## Complete the following:
• A. Answer these questions from the psychic show passage:
(i) In which city was Paula O’Brien's show held?
(ii) Roughly how large was the audience?
(iii) According to the first paragraph, for what purposes only do the psychics claim to put audience members in touch with the dead?
• B. How would you render this sentence from the psychic show passage in Spanish: "One such show I recently attended was that of psychic Paula O’Brien, whose Liverpool show saw a modest audience of around 150 gather in a hotel function room, eager for Paula to make contact with the other side."
• C. Which first names does the psychic show passage quote as examples of scattergun names?

## Passage shown:
============

I firmly believe in the importance of skeptics attending a psychic show, in order to see firsthand how the biggest touring psychics in the country claim to put audience members in touch with the spirits of their dearly departed – for entertainment purposes only, naturally. In seeing such shows up close and witnessing their effect on devoted audiences we get to see how seriously people take the word of a psychic, and therefore how serious an issue it is if the person making the claims doesn’t have the supernatural powers they profess.
One such show I recently attended was that of psychic Paula O’Brien, whose Liverpool show saw a modest audience of around 150 gather in a hotel function room, eager for Paula to make contact with the other side. Amongst the usual fare of scattergun names (“Is there a Stephen or a Stewart or a Scott?”) and random numbers and dates (“What does the number 3 or the month of March or the 3rd of any month mean?”) there were a few points that particularly stood out to a skeptical viewer.

============

## Records from a collection:
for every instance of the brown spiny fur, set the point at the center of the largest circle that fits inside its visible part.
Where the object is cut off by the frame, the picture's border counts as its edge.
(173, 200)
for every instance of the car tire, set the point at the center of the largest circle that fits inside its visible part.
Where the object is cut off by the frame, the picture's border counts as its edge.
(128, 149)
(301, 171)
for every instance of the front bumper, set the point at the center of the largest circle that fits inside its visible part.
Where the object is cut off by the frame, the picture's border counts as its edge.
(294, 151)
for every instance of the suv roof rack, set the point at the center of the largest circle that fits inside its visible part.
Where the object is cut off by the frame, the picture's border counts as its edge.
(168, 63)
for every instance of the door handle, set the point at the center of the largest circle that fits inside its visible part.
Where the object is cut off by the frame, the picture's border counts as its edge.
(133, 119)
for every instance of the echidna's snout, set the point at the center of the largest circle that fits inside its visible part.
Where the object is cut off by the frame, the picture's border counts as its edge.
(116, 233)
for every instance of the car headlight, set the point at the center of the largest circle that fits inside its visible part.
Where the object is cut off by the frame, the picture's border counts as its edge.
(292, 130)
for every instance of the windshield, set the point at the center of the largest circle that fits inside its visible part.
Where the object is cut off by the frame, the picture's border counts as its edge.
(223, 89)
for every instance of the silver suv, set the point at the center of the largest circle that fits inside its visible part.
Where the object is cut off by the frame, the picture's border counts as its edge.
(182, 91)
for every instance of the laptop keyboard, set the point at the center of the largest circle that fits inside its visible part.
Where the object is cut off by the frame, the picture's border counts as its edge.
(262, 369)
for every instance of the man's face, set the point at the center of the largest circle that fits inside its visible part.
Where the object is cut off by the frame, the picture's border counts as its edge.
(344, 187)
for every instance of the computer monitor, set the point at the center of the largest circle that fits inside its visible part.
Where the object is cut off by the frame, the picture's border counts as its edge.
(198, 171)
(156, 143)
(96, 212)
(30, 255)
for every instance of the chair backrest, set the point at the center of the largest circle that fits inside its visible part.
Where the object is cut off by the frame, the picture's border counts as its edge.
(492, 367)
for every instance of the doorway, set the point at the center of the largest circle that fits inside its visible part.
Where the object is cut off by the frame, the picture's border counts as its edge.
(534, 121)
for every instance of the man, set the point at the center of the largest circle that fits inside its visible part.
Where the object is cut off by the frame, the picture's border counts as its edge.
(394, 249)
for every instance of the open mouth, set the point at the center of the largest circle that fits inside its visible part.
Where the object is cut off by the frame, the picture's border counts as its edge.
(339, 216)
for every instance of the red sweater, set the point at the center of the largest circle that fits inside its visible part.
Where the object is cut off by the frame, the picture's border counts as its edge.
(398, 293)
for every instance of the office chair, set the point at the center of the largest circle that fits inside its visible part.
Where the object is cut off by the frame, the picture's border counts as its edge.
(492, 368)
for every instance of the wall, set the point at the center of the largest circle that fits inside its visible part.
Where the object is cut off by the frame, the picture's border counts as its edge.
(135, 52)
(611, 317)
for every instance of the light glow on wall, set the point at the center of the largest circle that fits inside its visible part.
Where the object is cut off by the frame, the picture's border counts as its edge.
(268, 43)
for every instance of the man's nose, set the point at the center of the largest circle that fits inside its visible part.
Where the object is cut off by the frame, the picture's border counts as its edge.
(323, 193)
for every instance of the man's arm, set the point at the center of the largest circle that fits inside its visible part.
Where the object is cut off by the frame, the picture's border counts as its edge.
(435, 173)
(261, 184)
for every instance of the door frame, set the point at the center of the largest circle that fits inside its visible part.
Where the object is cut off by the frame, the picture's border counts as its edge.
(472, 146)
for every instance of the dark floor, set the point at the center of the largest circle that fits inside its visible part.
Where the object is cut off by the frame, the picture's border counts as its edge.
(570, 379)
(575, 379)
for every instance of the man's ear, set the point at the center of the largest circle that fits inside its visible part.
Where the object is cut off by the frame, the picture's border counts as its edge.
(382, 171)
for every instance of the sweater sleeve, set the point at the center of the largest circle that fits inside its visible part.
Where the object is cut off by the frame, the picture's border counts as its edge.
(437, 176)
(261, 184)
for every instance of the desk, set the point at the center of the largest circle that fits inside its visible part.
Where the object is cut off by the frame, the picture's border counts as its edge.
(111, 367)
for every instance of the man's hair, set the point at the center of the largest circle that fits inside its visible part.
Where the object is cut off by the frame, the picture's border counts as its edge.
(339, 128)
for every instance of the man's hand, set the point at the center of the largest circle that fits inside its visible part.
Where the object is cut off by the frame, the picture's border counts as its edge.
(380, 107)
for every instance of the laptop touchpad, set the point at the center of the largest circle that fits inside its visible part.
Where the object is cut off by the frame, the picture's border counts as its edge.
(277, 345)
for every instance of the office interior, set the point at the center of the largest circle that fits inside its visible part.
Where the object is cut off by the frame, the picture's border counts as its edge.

============

## Your responses:
• A.
(i) Liverpool
(ii) Around 150 people
(iii) Entertainment purposes

• B. Uno de esos espectáculos al que asistí recientemente fue el de la vidente Paula O’Brien, cuyo espectáculo en Liverpool reunió a un modesto público de unas 150 personas en un salón de eventos de un hotel, deseosas de que Paula estableciera contacto con el más allá.

• C.
- Stephen
- Stewart
- Scott